Rogi André, pseudonimo di Rozsa Klein, nasce a Budapest il 10 agosto 1900. E’ stata una fotografa ungherese emigrata in Francia, dove ha vissuto la maggior parte della sua vita e si è affermata professionalmente come ritrattista dei principali esponenti artistici e letterari di Parigi tra le due guerre.

Abbiamo già incontrato Rogi André (o Rozsa Klein) quando ci siamo occupati di André Kertész (un genio secondo Henri Cartier Bresson), della sua fotografia, affiancata alla vita sentimentale che l’ha accompagnato. La sua fotografia non si è mai occupata di grandi temi, ma di frammenti di realtà; sviluppandosi in un’esistenza di alti e bassi, illusioni e disillusioni: vicende che esaltano, per poi demoralizzare, spesso però con un lieto fine.

** DATI ESTRATTI **
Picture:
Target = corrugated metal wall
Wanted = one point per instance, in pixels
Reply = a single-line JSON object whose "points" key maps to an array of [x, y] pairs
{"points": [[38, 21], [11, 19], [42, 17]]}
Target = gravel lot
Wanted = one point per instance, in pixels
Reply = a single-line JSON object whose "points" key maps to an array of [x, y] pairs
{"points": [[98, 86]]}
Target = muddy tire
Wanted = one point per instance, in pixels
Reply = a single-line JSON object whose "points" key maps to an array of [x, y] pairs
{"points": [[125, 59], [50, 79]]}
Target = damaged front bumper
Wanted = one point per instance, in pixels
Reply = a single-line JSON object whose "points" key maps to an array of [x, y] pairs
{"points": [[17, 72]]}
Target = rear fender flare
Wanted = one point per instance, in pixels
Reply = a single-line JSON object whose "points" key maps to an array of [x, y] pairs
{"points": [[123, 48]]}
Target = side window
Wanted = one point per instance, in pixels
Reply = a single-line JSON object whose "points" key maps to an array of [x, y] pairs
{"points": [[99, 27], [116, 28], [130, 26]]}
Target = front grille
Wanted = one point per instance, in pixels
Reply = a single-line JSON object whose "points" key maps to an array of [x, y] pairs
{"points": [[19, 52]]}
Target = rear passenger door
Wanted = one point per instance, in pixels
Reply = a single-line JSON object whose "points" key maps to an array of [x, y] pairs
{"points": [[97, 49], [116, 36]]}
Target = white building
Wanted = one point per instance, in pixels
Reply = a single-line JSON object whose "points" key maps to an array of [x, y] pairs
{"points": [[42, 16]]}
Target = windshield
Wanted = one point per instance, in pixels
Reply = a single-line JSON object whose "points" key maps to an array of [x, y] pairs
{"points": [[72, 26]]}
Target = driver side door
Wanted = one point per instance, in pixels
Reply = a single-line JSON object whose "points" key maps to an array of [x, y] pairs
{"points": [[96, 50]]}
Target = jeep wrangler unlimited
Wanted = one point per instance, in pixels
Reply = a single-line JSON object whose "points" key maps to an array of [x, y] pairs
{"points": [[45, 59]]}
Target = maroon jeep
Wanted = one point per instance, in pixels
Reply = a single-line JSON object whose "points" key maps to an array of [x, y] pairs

** RICHIESTA SCRITTA **
Cita per intero il testo su Rogi André, senza cambiare nemmeno una parola. I record non hanno alcun ruolo in questo lavoro.

** RISPOSTA ESERCIZIO **
Rogi André, pseudonimo di Rozsa Klein, nasce a Budapest il 10 agosto 1900. E’ stata una fotografa ungherese emigrata in Francia, dove ha vissuto la maggior parte della sua vita e si è affermata professionalmente come ritrattista dei principali esponenti artistici e letterari di Parigi tra le due guerre.

Abbiamo già incontrato Rogi André (o Rozsa Klein) quando ci siamo occupati di André Kertész (un genio secondo Henri Cartier Bresson), della sua fotografia, affiancata alla vita sentimentale che l’ha accompagnato. La sua fotografia non si è mai occupata di grandi temi, ma di frammenti di realtà; sviluppandosi in un’esistenza di alti e bassi, illusioni e disillusioni: vicende che esaltano, per poi demoralizzare, spesso però con un lieto fine.